# [Exercise requirements]
Copy the entries from their first line through the line containing "top-left (74, 43), bottom-right (115, 152)", replacing "white wall" with "gray wall" and leaving all else as it is. Omit the pictures from your copy.
── Materials provided ──
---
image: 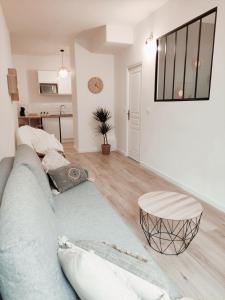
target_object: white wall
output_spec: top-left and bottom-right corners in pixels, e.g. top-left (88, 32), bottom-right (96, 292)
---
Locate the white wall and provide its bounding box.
top-left (115, 0), bottom-right (225, 210)
top-left (74, 43), bottom-right (115, 152)
top-left (13, 54), bottom-right (72, 104)
top-left (0, 5), bottom-right (15, 160)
───
# [Problem solution]
---
image: 
target_object: gray wall
output_spec: top-left and bottom-right corners in pixels, e.g. top-left (88, 32), bottom-right (96, 292)
---
Locate the gray wall and provide its bounding box.
top-left (115, 0), bottom-right (225, 210)
top-left (74, 43), bottom-right (115, 152)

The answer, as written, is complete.